==== Teks Artikel
KANAL

Telaah Kritis Atas Hubungan Islam Dan Negara (3. Tamat)

×

Telaah Kritis Atas Hubungan Islam Dan Negara (3. Tamat)

Sebarkan artikel ini

(Refleksi atas pemikiran Prof. Bahtiar Efendy)
Reviewer : Dr. Maulana Janah, MA

Menjelaskan hubungan Islam dan negara terkait posisi partai-partai dan kelompok-kelompok Islam. Hal ini diulas sangat dalam hingga pada masa-masa awal terbentuknya Negara Indonesia. Pada tahun 1955 misalnya Indonesia telah melakukan pemilu pertama yang sangat demokratis. Diikuti partai-partai baik bercorak agama dan nasionalis. Sejak ituah demokrasi di Indonesia mengalami perkembangannya sampat saat ini.

Dalam pandangan para intelektual Islam juga banyak yang berpendapat tentang demokrasi itu sendiri. Ada yang setuju dan ada yang tidak setuju. sejak perkembangannya perdebatan panjang tentang Islam dan demokrasi dalam khazanah Islam juga dapat berarti bahwa para penganut agama Islam sangat beraneka ragam dalam menyikapi demokrasi itu sendiri.

Misalnya, Islam dan demokrasi merupakan dua konsep yang berbeda, Islam merujuk pada satu Istilah berkenaan dengan pandangan hidup (way of life) yang telah digariskan oleh Allah swt, sedangkan demokrasi adalah bukan merupakan agama itu sendiri tetapi sebuah istilah yang merujuk pada kehidupan bernegara. Suatu konsep yang bisa saja dikemudian hari berubah sesuai dengan perkembangan dan perubahan zaman. Oleh karena itu Islam dan demokrasi tidak dapat diperbandingkan dan dipersamakan posisi yang sama. Ini memiliki makna bahwa Islam sebagai kekuatan politik tidak dapat dilihat dengan mengesampingkan aspek-aspek keagamaan yang meliputi syariah, muamalah dan akhlak.

Demokrasi tidak memiliki aspek-aspek seperti itu sehingga kurang proposional kalau dibandingkan dengan Islam secara keseluruhan. Dalam hal ini, demokrasi hanyalah bagian kecil dari alat (tool) dalam kehidupan bermasyarakat dan bernegara.
Rashid Ghannoushi menegaskan bahwa Islam tidak bertentangan dengan demokrasi bahkan berkongsi beberapa ciri yang sama di mana kepentingan Pengamalan Demokrasi di Dunia Islam Menurut Perspektif bersama dapat bertukar antara satu sama lain.
========
Jawablah pertanyaan berikut berdasarkan artikel tentang hubungan Islam dan negara di atas.
(a) Pada tahun berapa Indonesia melakukan pemilu pertama?
(b) Apa saja aspek keagamaan yang disebut tidak boleh dikesampingkan dalam melihat Islam sebagai kekuatan politik?
(c) Siapa yang menegaskan bahwa Islam tidak bertentangan dengan demokrasi?
Item yang tercantum setelah ini tidak diperlukan.
==== Daftar Item
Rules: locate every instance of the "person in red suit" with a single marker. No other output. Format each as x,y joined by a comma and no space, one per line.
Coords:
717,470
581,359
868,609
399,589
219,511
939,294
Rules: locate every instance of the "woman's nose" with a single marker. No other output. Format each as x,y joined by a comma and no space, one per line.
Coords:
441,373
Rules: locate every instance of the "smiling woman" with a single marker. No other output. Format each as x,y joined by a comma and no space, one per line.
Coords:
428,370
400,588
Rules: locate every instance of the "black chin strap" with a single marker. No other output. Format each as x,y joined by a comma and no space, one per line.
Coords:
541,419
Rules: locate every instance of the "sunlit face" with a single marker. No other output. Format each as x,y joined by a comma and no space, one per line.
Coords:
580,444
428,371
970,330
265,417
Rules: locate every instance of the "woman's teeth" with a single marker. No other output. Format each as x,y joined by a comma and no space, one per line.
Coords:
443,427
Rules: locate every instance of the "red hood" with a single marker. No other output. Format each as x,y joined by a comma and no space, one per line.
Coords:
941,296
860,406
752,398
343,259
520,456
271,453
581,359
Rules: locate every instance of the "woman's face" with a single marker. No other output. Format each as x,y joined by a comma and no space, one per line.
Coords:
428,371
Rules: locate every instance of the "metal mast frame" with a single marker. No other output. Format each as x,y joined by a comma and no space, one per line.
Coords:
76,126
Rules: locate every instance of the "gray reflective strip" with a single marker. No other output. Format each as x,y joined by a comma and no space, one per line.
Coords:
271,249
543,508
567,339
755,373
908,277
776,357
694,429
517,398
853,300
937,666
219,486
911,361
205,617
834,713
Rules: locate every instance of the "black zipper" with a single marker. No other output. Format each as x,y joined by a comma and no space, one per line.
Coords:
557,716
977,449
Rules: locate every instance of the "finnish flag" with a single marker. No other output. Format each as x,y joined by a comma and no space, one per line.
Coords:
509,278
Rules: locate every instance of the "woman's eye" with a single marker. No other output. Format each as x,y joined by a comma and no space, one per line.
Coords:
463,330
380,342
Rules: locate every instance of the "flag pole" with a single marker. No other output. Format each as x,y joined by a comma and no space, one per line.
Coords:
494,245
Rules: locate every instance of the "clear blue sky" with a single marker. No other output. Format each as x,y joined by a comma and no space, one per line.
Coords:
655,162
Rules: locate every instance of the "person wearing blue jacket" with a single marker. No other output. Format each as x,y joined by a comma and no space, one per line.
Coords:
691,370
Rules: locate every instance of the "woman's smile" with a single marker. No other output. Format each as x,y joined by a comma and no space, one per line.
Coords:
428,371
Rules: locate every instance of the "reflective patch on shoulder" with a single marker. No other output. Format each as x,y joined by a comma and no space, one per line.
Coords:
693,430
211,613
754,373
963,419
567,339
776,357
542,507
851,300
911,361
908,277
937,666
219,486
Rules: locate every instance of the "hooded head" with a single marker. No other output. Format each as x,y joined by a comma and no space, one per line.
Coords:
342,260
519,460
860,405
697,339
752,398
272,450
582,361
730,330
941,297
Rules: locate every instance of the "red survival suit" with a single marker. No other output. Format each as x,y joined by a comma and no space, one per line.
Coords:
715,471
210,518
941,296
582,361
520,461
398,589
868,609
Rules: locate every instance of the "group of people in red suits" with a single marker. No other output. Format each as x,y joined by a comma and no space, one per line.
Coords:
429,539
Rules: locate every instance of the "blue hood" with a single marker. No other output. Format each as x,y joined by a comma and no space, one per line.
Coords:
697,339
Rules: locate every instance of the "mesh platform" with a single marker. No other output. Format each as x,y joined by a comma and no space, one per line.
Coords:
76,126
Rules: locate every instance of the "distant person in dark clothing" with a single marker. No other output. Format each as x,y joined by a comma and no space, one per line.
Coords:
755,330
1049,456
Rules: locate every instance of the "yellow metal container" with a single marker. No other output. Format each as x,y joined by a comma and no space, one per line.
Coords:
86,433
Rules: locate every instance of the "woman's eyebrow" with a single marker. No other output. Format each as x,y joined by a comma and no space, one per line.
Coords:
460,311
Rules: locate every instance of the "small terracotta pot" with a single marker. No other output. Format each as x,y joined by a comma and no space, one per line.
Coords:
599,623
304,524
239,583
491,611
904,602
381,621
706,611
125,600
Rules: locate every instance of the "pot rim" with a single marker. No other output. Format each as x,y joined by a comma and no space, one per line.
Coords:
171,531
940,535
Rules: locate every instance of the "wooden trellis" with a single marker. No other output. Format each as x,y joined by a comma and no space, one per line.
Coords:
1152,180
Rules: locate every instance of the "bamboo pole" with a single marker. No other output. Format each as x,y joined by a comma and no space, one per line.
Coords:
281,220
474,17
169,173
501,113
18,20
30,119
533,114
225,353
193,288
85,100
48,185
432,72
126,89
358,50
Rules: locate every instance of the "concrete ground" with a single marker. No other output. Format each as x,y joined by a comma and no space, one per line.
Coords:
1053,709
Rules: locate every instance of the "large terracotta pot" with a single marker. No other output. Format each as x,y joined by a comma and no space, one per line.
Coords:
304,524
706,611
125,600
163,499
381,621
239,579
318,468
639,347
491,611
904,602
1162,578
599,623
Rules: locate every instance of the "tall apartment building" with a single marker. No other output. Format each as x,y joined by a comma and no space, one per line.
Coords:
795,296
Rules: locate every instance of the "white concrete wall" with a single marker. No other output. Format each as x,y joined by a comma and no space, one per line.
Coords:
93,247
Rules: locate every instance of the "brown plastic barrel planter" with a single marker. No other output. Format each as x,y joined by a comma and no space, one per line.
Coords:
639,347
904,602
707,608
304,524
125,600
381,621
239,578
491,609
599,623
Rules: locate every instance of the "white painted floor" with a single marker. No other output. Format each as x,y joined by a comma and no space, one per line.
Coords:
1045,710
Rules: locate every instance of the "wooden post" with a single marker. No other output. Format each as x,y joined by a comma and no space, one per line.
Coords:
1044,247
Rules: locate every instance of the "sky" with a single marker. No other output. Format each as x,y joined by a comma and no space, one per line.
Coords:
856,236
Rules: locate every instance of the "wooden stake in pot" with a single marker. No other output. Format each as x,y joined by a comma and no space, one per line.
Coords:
========
Jawaban Tugas:
(a) Tahun 1955.
(b) Syariah, muamalah, dan akhlak.
(c) Rashid Ghannoushi.